EXTRACT ▸
Claribel Augusta Wheeler (August 13, 1881 – December 8, 1965) was an American nurse, educator, and hospital administrator. She was executive secretary of the National League of Nursing Education from 1932 to 1942, superintendent of the Washington University School of Nursing from 1923 to 1931, and president of the Ohio State Nurses Association.

==Early life and education==
Wheeler was born in Prospect, New York, the daughter of Schuyler V. Wheeler and Lucia Augusta Kellogg Wheeler. She graduated from Vassar Brothers' Hospital in 1907, with further studies in hospital administration at Teachers College, Columbia University.

==Career==
Wheeler was supervisor of nurses at Vassar Brothers Hospital beginning in 1908. She was principal of Mount Sinai Hospital School of Nursing in Cleveland, president of the Cleveland League of Nursing Education and the Ohio League of Nursing Education, and the Ohio State Nurses Association. In Missouri, she was superintendent of the Washington University School of Nursing from 1923 to 1931, succeeding Julia C. Stimson. She was active in the Sigma Theta Tau nursing organization.

Records taken from a dataset:
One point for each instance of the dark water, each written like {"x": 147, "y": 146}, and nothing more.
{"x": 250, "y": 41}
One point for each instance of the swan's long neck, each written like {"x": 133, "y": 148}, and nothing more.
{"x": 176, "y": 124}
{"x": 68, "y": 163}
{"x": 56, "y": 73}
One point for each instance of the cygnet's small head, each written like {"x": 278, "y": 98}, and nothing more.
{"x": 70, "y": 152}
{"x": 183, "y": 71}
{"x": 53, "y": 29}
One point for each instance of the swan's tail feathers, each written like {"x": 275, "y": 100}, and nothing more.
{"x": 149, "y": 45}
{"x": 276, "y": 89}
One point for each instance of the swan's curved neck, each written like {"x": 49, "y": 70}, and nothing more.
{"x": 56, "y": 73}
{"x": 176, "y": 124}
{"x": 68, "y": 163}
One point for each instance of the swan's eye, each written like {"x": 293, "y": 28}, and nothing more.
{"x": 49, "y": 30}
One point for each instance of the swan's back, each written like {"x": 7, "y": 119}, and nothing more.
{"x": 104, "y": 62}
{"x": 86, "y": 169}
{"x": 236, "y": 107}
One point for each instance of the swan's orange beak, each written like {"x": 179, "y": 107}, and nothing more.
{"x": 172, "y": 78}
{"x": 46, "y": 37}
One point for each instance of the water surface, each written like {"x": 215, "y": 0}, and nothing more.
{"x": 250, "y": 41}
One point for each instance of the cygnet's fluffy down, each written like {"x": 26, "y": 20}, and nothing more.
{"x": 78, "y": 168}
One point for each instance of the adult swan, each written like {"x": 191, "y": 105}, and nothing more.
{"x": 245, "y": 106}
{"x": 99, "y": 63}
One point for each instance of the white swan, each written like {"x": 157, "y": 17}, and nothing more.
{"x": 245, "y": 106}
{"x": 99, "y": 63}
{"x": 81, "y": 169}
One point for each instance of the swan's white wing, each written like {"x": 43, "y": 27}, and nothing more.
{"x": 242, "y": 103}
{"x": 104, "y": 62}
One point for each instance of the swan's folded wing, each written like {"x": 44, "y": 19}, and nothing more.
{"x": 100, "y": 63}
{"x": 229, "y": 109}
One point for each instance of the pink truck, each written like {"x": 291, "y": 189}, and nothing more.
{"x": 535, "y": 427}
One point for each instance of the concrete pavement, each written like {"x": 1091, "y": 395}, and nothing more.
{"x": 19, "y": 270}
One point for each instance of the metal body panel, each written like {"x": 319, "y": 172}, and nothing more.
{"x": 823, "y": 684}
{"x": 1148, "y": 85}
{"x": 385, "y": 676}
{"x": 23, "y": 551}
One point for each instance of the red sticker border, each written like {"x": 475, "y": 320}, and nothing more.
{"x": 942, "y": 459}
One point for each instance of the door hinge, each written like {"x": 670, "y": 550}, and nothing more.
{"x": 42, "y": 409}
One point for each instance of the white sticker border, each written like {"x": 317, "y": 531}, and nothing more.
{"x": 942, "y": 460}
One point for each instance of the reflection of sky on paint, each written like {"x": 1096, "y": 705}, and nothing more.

WHAT YOU HAVE TO DO ▸ Based on the biography of Claribel Augusta Wheeler, explain in one to three sentences her connection to Vassar Brothers Hospital. The records are separate material, unconnected with the biography.

RESPONSE AREA ▸ Wheeler trained at Vassar Brothers Hospital and graduated in 1907. The following year, in 1908, she became the hospital's supervisor of nurses.